§ Written request 1
In the passage on Title I rights below, transcribe the text starting with "This change resulted" and going on through "Id., at 6720.".
§ Written request 2
Answer these questions from the passage on Title I rights below:
(a) In whose hands had Title I rights been left, leading to dissatisfaction?
(b) Which senator explained the change?
(c) Whose amendment provided that the Secretary of Labor might litigate the alleged grievance?

** Begin Passage provided **

This change resulted from dissatisfaction with leaving Title I rights in the hands of the Secretary of Labor. Senator Kuchel explained:
“[H]ere is one of the major changes in the proposal. The amendment of the Senator from Arkansas provided that the Secretary of Labor might, on behalf of the injured or aggrieved member, have the right to litigate the alleged grievance and to seek an injunction or other relief. We believe that giving this type of right to the aggrieved employee member himself is in the interest of justice, and therefore we propose to eliminate from the bill the right of the Secretary of Labor to sue in his behalf.” Id., at 6720.

** End Passage provided **
** Begin Raw records **

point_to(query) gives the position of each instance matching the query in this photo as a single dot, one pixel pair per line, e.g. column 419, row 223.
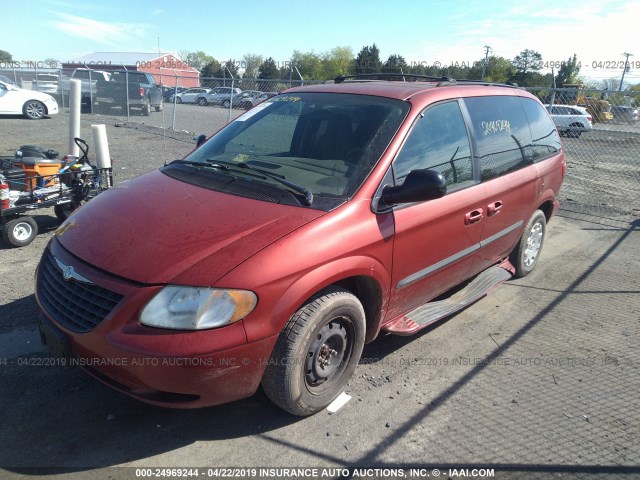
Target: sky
column 425, row 32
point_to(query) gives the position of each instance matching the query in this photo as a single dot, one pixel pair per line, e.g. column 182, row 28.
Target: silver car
column 223, row 96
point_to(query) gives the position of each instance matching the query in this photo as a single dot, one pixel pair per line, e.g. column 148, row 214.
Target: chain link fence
column 600, row 128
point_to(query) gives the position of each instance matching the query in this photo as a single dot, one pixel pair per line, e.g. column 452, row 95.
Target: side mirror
column 200, row 139
column 418, row 186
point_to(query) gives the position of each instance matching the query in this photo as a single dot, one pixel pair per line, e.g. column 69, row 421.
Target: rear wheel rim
column 328, row 355
column 534, row 243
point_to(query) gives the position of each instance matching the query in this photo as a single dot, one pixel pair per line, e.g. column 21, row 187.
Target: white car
column 570, row 120
column 31, row 104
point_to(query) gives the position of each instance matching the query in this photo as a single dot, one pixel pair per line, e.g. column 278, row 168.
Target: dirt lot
column 539, row 379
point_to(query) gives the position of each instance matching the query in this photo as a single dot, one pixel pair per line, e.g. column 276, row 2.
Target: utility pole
column 486, row 60
column 626, row 65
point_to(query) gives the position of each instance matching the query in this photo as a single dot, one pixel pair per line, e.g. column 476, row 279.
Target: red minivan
column 271, row 253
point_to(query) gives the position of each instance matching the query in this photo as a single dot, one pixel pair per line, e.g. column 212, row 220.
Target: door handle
column 473, row 216
column 494, row 208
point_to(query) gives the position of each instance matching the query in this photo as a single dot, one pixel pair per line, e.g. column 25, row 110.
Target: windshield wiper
column 308, row 194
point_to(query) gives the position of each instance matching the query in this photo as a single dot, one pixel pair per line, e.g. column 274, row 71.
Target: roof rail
column 389, row 76
column 442, row 81
column 482, row 82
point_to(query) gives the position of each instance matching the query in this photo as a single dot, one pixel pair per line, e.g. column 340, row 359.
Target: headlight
column 192, row 308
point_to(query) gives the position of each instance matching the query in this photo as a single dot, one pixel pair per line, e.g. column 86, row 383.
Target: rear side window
column 545, row 140
column 504, row 140
column 438, row 141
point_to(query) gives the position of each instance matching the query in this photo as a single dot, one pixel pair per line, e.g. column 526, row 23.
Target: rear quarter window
column 510, row 133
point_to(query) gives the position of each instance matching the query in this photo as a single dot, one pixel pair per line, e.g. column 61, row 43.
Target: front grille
column 77, row 306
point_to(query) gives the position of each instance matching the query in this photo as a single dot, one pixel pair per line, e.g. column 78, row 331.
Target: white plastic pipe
column 103, row 159
column 74, row 115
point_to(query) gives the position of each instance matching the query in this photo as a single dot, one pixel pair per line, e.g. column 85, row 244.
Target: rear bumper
column 180, row 369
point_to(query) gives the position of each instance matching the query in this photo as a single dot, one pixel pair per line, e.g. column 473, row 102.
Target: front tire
column 34, row 110
column 20, row 232
column 525, row 256
column 316, row 353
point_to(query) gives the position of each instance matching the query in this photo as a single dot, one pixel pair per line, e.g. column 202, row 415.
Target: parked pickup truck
column 88, row 78
column 139, row 88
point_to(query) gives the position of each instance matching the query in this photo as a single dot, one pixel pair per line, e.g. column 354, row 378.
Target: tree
column 197, row 60
column 497, row 70
column 368, row 60
column 395, row 64
column 338, row 61
column 251, row 63
column 568, row 72
column 268, row 70
column 527, row 65
column 527, row 61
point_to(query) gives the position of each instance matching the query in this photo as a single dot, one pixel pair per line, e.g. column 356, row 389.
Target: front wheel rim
column 328, row 355
column 22, row 232
column 35, row 110
column 534, row 243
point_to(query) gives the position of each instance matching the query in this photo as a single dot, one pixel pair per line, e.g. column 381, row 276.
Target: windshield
column 324, row 143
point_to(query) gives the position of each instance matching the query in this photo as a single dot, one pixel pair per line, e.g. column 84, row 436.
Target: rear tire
column 20, row 231
column 316, row 353
column 525, row 256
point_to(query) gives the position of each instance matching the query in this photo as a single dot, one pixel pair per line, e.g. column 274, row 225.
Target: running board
column 428, row 313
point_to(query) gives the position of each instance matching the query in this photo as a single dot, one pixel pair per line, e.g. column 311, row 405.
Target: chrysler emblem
column 68, row 273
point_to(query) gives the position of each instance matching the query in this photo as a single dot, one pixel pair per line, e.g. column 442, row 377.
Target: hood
column 155, row 230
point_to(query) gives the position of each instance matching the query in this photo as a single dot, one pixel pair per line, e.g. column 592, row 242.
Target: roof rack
column 387, row 76
column 442, row 81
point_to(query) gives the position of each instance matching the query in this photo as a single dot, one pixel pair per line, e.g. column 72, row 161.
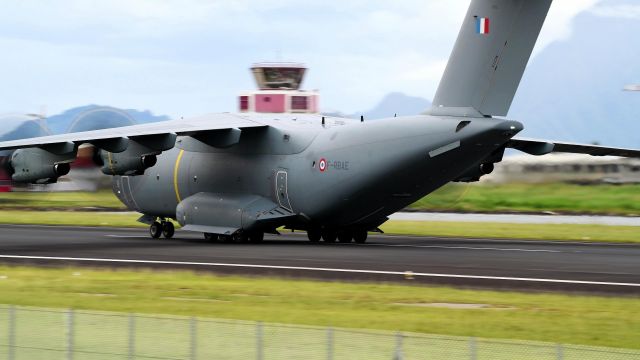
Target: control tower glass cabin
column 279, row 90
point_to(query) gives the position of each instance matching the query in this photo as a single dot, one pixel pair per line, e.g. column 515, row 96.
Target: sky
column 189, row 57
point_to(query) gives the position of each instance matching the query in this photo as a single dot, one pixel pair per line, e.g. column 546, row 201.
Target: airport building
column 278, row 90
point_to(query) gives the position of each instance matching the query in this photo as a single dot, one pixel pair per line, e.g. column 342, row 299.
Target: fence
column 36, row 333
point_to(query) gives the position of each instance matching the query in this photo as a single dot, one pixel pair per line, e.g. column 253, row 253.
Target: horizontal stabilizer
column 542, row 147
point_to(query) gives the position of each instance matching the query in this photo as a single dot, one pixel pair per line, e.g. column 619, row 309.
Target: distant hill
column 395, row 103
column 92, row 117
column 571, row 91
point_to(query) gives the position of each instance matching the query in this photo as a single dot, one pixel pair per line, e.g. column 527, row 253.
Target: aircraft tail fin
column 489, row 57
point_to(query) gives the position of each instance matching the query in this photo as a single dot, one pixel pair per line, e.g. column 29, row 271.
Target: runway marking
column 402, row 245
column 469, row 248
column 305, row 268
column 128, row 236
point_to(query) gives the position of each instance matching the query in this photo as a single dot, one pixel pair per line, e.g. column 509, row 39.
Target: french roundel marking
column 322, row 164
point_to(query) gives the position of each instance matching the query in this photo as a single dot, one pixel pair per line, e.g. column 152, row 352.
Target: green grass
column 104, row 199
column 555, row 197
column 76, row 218
column 628, row 234
column 579, row 232
column 588, row 320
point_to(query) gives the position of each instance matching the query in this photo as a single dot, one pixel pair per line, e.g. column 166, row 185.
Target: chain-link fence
column 34, row 333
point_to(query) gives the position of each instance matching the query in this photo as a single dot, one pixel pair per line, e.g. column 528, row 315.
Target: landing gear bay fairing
column 238, row 176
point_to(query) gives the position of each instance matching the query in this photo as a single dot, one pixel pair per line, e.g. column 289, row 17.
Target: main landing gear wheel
column 329, row 236
column 360, row 236
column 155, row 230
column 314, row 235
column 168, row 229
column 345, row 237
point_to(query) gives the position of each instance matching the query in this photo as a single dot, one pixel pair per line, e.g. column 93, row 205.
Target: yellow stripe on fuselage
column 176, row 169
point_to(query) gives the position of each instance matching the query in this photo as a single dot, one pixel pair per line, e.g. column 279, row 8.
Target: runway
column 484, row 263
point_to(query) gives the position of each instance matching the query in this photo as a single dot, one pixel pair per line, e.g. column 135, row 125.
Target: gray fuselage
column 342, row 174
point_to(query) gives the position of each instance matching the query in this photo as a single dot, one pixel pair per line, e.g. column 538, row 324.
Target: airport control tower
column 279, row 90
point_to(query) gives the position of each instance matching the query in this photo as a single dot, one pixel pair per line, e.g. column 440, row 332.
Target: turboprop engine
column 40, row 166
column 140, row 154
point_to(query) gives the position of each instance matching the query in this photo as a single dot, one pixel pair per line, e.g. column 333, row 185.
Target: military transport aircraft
column 238, row 176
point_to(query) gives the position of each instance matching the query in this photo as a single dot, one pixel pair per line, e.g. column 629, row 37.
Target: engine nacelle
column 139, row 155
column 476, row 172
column 124, row 163
column 38, row 166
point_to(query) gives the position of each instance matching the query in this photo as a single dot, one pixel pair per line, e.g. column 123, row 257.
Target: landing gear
column 329, row 236
column 168, row 229
column 155, row 230
column 164, row 228
column 256, row 237
column 360, row 236
column 345, row 236
column 314, row 235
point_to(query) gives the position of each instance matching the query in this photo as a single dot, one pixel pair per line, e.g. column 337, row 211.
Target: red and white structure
column 279, row 90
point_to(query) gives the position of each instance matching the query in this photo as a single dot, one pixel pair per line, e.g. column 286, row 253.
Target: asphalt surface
column 484, row 263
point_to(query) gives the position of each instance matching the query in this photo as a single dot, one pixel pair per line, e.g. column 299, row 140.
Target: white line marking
column 467, row 248
column 305, row 268
column 127, row 236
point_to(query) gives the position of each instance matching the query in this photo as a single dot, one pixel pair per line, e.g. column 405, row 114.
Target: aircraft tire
column 155, row 230
column 168, row 229
column 227, row 239
column 329, row 236
column 345, row 237
column 360, row 236
column 314, row 235
column 256, row 237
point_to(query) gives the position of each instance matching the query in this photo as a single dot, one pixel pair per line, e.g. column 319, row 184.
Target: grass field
column 568, row 198
column 588, row 320
column 627, row 234
column 557, row 197
column 103, row 199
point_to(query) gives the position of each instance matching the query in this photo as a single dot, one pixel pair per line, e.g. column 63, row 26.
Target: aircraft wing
column 542, row 147
column 109, row 137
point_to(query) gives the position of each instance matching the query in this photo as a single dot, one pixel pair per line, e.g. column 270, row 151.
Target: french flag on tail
column 482, row 26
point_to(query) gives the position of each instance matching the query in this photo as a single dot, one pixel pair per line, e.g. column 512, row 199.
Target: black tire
column 227, row 239
column 155, row 230
column 360, row 236
column 314, row 235
column 329, row 236
column 345, row 237
column 256, row 237
column 168, row 229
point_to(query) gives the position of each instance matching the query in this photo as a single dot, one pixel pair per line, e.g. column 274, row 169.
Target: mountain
column 395, row 103
column 572, row 90
column 93, row 117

** End Raw records **

§ Task result 1
This change resulted from dissatisfaction with leaving Title I rights in the hands of the Secretary of Labor. Senator Kuchel explained:
“[H]ere is one of the major changes in the proposal. The amendment of the Senator from Arkansas provided that the Secretary of Labor might, on behalf of the injured or aggrieved member, have the right to litigate the alleged grievance and to seek an injunction or other relief. We believe that giving this type of right to the aggrieved employee member himself is in the interest of justice, and therefore we propose to eliminate from the bill the right of the Secretary of Labor to sue in his behalf.” Id., at 6720.

§ Task result 2
(a) The Secretary of Labor.
(b) Senator Kuchel.
(c) The amendment of the Senator from Arkansas.